Items from the dataset
────────────────

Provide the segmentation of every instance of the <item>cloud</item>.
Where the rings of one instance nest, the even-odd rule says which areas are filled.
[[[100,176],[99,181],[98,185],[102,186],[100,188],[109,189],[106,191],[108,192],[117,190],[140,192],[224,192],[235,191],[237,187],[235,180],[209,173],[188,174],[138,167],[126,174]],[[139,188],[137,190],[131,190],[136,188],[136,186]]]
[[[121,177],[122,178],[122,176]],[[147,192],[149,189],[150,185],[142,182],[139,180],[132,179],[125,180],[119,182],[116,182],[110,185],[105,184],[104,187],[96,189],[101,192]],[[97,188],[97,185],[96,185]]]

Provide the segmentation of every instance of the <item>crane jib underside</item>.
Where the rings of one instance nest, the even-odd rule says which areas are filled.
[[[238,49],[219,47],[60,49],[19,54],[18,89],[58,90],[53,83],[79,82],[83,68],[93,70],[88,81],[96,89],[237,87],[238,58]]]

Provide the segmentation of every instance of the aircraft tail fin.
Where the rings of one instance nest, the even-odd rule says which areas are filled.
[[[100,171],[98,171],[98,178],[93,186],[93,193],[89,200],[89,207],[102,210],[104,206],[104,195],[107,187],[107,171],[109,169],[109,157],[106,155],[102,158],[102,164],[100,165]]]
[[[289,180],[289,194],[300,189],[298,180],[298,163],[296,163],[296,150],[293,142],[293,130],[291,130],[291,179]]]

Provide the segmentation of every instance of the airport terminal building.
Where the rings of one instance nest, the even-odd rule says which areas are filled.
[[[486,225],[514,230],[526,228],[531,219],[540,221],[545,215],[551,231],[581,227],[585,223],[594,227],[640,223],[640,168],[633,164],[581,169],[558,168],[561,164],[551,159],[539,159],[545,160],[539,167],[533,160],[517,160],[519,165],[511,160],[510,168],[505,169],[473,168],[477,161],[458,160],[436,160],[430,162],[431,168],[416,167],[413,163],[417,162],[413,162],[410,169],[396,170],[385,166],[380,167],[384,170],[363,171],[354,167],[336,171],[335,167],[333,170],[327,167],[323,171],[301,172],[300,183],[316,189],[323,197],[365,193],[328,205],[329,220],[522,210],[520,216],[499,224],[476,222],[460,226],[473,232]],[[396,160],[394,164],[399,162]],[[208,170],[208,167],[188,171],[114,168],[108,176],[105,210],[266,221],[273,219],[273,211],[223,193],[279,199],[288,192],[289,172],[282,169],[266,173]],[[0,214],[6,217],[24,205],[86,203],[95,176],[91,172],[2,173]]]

────────────────

Reproduce the entire listing above line for line, preserving every character without alteration.

Provide the segmentation of every instance of the <item>cloud</item>.
Where the rings of one instance nest, the even-odd rule says which areas are filled.
[[[100,176],[99,181],[98,185],[102,186],[100,188],[109,189],[106,191],[108,192],[117,190],[140,192],[224,192],[235,191],[237,187],[235,180],[209,173],[188,174],[138,167],[126,174]],[[139,188],[137,190],[131,190],[136,188],[136,186]]]
[[[121,177],[122,178],[122,176]],[[147,192],[149,189],[150,185],[142,182],[139,180],[132,179],[125,180],[119,182],[116,182],[110,185],[105,184],[104,187],[96,189],[101,192]],[[97,188],[97,185],[96,185]]]

Provide the segmentation of every instance of the <item>crane jib underside</item>.
Where the rings of one instance nest, the even-odd rule says which areas are filled.
[[[238,49],[219,47],[60,49],[19,54],[18,89],[58,90],[53,83],[79,82],[83,68],[93,70],[88,81],[96,89],[237,87],[238,58]]]

Provide the segmentation of every instance of the aircraft tail fin.
Where the rings of one instance nest, the even-odd rule says which areas are filled.
[[[100,171],[98,171],[98,178],[93,186],[93,193],[89,200],[89,207],[102,210],[104,206],[104,195],[107,187],[107,171],[109,169],[109,157],[106,155],[102,158],[102,164],[100,165]]]
[[[289,180],[289,194],[300,189],[298,180],[298,163],[296,163],[296,150],[293,142],[293,130],[291,130],[291,179]]]

Provide the segmentation of every instance of the airport terminal building.
Where the rings of one instance nest, the even-odd rule says which areas are filled.
[[[486,225],[514,230],[526,228],[531,219],[540,221],[545,215],[551,231],[581,227],[585,223],[594,227],[640,223],[640,168],[633,164],[581,169],[558,168],[561,164],[551,159],[539,159],[545,160],[539,167],[533,160],[517,160],[519,165],[511,160],[510,168],[505,169],[473,168],[477,161],[458,160],[436,160],[430,162],[431,168],[416,167],[413,163],[417,162],[413,162],[410,169],[396,170],[385,166],[380,167],[384,170],[363,171],[354,167],[336,171],[335,167],[333,170],[327,167],[323,171],[301,172],[300,183],[316,189],[323,197],[365,193],[328,205],[329,220],[522,210],[520,216],[499,224],[476,222],[460,226],[473,232]],[[396,160],[394,164],[399,162]],[[208,170],[208,167],[188,171],[114,168],[108,176],[105,210],[266,221],[273,219],[273,211],[223,193],[279,199],[288,192],[289,172],[282,169],[266,173]],[[0,214],[6,217],[24,205],[86,203],[95,176],[91,172],[2,173]]]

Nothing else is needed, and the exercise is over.